PROVIDED PASSAGE.
_____
The data number specification unit 102 specifies the data number of data having the attributes for each attribute in data which the data management unit 101 manages (Step S101).
The score calculation unit 303 specifies an attribute (calculation target attribute) which satisfies the following two conditions to a certain threshold value k in a plurality of threshold values (Step S201). The first condition is that the data number of data having the attribute is equal to or greater than a certain threshold value at a first time. The second condition is that it is less than the threshold value at a second time in which unit time has passed from the first time. The score calculation unit 303 sends the threshold value k to the combination specification unit 206.
The combination specification unit 206 specifies a combination of attributes by which the data number of data having a certain attribute, or the sum of the data number of data having any one of a plurality of attributes becomes equal to or greater than the threshold value k with regards to the threshold value k (Step S202). Here, the combination specification unit 206 may specify the combination by which the data number corresponding to the combination including a plurality of attributes becomes the minimum.
The score calculation unit 303 specifies the combination including a calculation target attribute specified at Step S201 from the combinations which the combination specification unit 206 specified (Step S203). Then, a score calculation unit 303 calculates the rate of change of the ratio that the data number of data including the calculation target attribute occupies in the sum of the data number of data having each attribute included in the specified combination for each attribute included in the above-mentioned combination (Step S204).
_____
Records contained in a dataset
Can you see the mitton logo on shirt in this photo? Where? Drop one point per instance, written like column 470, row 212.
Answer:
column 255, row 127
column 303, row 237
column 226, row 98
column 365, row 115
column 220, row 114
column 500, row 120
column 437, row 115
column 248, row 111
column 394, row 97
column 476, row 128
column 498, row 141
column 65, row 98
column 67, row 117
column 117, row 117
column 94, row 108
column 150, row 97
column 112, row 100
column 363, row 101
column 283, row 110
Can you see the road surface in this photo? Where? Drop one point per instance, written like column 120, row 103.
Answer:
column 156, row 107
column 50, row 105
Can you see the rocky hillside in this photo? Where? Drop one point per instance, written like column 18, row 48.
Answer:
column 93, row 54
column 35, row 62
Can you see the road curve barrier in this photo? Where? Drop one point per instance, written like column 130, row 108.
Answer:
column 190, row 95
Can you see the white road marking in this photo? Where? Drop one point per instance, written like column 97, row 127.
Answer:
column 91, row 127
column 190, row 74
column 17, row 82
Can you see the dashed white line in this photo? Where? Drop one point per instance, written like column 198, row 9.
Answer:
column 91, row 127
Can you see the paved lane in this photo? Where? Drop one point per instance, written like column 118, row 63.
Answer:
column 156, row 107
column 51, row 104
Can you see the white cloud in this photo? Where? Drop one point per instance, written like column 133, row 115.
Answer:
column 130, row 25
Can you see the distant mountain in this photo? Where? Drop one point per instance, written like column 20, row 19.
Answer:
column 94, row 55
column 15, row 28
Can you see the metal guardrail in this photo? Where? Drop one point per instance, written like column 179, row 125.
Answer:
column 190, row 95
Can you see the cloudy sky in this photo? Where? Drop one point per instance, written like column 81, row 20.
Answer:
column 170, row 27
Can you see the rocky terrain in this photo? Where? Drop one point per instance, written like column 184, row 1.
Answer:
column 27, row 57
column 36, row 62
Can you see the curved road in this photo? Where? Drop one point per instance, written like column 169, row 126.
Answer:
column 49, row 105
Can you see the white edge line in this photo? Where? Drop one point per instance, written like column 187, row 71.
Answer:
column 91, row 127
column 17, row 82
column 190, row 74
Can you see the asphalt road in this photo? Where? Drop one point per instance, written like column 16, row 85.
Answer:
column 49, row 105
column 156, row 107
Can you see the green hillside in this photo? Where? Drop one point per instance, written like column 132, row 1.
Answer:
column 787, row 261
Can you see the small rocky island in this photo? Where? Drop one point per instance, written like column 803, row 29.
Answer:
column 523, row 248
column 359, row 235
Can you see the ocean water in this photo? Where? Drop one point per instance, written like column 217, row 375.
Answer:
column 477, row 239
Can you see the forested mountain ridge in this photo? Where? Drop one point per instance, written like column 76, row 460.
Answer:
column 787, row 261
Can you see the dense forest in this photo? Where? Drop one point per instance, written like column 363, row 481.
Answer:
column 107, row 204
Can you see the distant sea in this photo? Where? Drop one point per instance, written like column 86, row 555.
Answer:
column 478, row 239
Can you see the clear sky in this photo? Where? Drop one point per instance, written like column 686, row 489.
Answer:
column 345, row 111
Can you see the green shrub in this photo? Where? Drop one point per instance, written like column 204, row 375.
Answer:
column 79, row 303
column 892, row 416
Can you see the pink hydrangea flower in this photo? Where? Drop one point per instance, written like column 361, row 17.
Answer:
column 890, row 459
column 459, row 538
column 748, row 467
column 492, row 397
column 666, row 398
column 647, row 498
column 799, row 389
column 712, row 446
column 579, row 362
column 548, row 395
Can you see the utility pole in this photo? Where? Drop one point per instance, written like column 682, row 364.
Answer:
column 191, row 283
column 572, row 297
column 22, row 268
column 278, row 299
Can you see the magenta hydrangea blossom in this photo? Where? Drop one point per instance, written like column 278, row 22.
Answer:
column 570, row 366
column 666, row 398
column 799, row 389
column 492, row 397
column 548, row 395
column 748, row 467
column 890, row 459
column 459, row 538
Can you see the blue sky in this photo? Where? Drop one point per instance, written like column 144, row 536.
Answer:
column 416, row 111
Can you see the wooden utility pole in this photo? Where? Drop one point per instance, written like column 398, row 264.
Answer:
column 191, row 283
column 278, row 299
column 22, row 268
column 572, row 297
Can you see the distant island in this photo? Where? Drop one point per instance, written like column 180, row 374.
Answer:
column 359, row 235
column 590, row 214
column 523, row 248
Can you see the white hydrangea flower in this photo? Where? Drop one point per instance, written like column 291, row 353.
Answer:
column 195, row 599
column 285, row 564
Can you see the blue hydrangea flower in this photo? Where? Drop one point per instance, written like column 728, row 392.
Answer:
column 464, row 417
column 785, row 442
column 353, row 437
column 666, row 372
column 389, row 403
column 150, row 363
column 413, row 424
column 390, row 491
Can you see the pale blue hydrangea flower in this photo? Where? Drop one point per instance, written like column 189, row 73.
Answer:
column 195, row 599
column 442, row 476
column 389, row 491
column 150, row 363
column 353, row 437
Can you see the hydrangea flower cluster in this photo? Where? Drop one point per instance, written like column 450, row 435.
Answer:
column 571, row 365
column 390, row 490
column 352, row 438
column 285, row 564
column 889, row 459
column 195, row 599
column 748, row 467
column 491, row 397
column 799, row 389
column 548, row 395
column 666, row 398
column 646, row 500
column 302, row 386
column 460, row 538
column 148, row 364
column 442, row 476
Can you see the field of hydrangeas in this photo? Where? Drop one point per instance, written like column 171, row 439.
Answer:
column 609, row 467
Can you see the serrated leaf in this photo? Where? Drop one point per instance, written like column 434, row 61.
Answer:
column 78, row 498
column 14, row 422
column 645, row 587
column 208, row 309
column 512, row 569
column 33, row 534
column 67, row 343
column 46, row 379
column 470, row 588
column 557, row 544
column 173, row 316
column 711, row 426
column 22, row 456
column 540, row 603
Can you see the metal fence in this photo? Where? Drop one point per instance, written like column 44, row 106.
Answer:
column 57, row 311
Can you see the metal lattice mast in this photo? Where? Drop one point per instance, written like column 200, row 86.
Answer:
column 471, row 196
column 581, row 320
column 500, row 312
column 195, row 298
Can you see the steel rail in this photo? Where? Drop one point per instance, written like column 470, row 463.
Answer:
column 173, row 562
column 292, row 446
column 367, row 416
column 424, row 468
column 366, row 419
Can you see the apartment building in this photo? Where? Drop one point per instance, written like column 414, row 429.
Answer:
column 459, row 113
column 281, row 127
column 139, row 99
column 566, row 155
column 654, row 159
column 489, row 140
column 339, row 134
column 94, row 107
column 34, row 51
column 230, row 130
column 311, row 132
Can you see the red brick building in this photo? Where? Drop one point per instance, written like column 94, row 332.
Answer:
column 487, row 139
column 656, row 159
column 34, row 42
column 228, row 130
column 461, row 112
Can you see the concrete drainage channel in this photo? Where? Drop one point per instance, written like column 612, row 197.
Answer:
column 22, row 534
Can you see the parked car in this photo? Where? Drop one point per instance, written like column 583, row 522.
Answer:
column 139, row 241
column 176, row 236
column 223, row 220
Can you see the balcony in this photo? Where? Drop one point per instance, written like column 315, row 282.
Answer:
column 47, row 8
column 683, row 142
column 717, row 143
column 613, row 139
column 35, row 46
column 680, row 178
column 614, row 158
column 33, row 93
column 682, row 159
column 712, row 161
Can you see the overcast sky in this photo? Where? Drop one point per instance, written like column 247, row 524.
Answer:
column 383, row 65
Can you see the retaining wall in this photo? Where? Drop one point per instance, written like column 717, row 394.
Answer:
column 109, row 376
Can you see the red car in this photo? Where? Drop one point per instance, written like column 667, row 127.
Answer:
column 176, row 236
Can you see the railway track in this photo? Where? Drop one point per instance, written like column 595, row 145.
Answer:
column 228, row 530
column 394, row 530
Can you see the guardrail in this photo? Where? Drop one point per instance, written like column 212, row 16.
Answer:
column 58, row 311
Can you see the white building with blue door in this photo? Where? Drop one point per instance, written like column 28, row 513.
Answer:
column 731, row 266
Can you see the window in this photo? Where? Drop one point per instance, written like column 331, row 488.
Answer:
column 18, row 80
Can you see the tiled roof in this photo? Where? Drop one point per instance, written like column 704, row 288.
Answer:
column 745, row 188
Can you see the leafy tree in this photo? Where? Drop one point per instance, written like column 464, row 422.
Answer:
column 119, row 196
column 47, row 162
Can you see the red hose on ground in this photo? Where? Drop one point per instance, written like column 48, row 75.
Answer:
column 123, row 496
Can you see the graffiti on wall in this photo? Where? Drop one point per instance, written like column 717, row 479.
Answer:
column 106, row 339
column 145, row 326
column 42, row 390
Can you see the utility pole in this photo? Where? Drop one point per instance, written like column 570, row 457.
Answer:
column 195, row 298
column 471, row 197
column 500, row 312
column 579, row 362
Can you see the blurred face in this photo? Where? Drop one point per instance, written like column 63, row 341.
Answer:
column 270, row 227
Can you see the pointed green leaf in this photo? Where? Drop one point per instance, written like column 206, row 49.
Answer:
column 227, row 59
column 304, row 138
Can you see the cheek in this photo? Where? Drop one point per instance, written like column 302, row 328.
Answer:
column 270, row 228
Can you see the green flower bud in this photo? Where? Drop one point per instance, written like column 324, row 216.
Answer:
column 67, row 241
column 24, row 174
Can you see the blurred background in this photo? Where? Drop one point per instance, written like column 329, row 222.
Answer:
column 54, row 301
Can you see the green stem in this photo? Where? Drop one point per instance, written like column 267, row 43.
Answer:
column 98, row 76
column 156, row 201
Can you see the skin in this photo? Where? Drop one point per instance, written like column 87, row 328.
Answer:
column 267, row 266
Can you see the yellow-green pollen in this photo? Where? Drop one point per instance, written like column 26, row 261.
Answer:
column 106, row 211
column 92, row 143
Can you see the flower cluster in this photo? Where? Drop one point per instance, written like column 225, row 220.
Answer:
_____
EXERCISE INSTRUCTIONS.
- a) Repeat the stretch of the passage on attribute data numbers from "The score calculation unit 303 specifies the" through "combination (Step S204).".
- b) According to the passage on attribute data numbers, what two conditions must an attribute meet to be specified as a calculation target attribute for a threshold value k? Answer in one to three sentences.

SOLVED TASKS.
- a)
The score calculation unit 303 specifies the combination including a calculation target attribute specified at Step S201 from the combinations which the combination specification unit 206 specified (Step S203). Then, a score calculation unit 303 calculates the rate of change of the ratio that the data number of data including the calculation target attribute occupies in the sum of the data number of data having each attribute included in the specified combination for each attribute included in the above-mentioned combination (Step S204).

- b) First, the data number of data having the attribute must be equal to or greater than the threshold value at a first time. Second, it must be less than the threshold value at a second time, after unit time has passed from the first time.